- Problem details
Revise the material below by replacing each "rough mask" with "coarse mask", leaving everything else unchanged.

(Source records)
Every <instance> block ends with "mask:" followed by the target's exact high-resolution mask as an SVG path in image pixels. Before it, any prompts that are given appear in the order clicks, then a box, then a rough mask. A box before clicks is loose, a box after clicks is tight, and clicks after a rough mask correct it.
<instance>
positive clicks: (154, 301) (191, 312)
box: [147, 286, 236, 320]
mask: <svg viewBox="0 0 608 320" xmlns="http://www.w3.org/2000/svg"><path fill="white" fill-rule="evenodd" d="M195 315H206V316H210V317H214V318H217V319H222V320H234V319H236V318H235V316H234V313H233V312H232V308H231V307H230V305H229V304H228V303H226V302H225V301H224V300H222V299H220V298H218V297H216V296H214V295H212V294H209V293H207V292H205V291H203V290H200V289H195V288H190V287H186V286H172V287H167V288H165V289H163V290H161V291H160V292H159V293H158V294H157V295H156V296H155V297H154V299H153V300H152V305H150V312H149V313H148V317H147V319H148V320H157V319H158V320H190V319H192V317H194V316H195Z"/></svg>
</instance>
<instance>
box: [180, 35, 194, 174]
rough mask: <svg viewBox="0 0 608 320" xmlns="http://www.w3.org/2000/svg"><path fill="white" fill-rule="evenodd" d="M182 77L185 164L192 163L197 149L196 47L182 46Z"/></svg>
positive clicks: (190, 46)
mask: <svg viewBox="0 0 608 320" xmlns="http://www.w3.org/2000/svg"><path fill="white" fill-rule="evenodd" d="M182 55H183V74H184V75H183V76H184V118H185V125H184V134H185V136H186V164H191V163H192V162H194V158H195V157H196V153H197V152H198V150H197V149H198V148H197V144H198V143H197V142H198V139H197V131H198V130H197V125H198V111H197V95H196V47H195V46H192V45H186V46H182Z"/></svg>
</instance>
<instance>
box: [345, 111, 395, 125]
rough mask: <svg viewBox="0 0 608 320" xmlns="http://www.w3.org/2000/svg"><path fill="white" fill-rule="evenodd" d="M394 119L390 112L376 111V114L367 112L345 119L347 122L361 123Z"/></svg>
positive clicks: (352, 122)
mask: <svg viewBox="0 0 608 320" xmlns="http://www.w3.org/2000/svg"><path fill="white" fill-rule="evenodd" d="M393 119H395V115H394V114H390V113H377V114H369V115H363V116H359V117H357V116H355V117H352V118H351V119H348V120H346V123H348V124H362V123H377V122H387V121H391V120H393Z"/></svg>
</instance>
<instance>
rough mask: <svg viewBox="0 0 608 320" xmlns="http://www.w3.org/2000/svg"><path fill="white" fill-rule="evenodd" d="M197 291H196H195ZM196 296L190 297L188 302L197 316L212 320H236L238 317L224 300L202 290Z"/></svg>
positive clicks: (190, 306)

- Finished task
Every <instance> block ends with "mask:" followed by the target's exact high-resolution mask as an SVG path in image pixels. Before it, any prompts that are given appear in the order clicks, then a box, then a coarse mask. A box before clicks is loose, a box after clicks is tight, and clicks after a coarse mask correct it.
<instance>
positive clicks: (154, 301) (191, 312)
box: [147, 286, 236, 320]
mask: <svg viewBox="0 0 608 320" xmlns="http://www.w3.org/2000/svg"><path fill="white" fill-rule="evenodd" d="M195 315H206V316H210V317H214V318H217V319H222V320H234V319H236V318H235V316H234V313H233V312H232V308H231V307H230V305H229V304H228V303H226V302H225V301H224V300H222V299H220V298H218V297H216V296H214V295H212V294H209V293H207V292H205V291H203V290H200V289H195V288H190V287H186V286H172V287H167V288H165V289H163V290H161V291H160V292H159V293H158V294H157V295H156V296H155V297H154V299H153V300H152V305H150V312H149V313H148V317H147V319H148V320H157V319H158V320H190V319H192V317H194V316H195Z"/></svg>
</instance>
<instance>
box: [180, 35, 194, 174]
coarse mask: <svg viewBox="0 0 608 320" xmlns="http://www.w3.org/2000/svg"><path fill="white" fill-rule="evenodd" d="M182 77L185 164L192 163L197 149L196 47L182 46Z"/></svg>
positive clicks: (190, 46)
mask: <svg viewBox="0 0 608 320" xmlns="http://www.w3.org/2000/svg"><path fill="white" fill-rule="evenodd" d="M182 55H183V74H184V75H183V76H184V118H185V125H184V134H185V136H186V164H191V163H192V162H194V158H195V157H196V153H197V152H198V150H197V149H198V148H197V144H198V143H197V142H198V139H197V131H198V130H197V125H198V111H197V95H196V47H195V46H192V45H186V46H182Z"/></svg>
</instance>
<instance>
box: [345, 111, 395, 125]
coarse mask: <svg viewBox="0 0 608 320" xmlns="http://www.w3.org/2000/svg"><path fill="white" fill-rule="evenodd" d="M394 119L390 112L376 111V114L367 112L345 119L347 122L361 123Z"/></svg>
positive clicks: (352, 122)
mask: <svg viewBox="0 0 608 320" xmlns="http://www.w3.org/2000/svg"><path fill="white" fill-rule="evenodd" d="M393 119H395V115H394V114H390V113H377V114H369V115H363V116H359V117H357V116H355V117H352V118H351V119H348V120H346V123H348V124H362V123H377V122H387V121H391V120H393Z"/></svg>
</instance>
<instance>
coarse mask: <svg viewBox="0 0 608 320" xmlns="http://www.w3.org/2000/svg"><path fill="white" fill-rule="evenodd" d="M197 291H196H195ZM196 296L190 297L188 302L197 316L212 320H236L238 317L224 300L202 290Z"/></svg>
positive clicks: (190, 306)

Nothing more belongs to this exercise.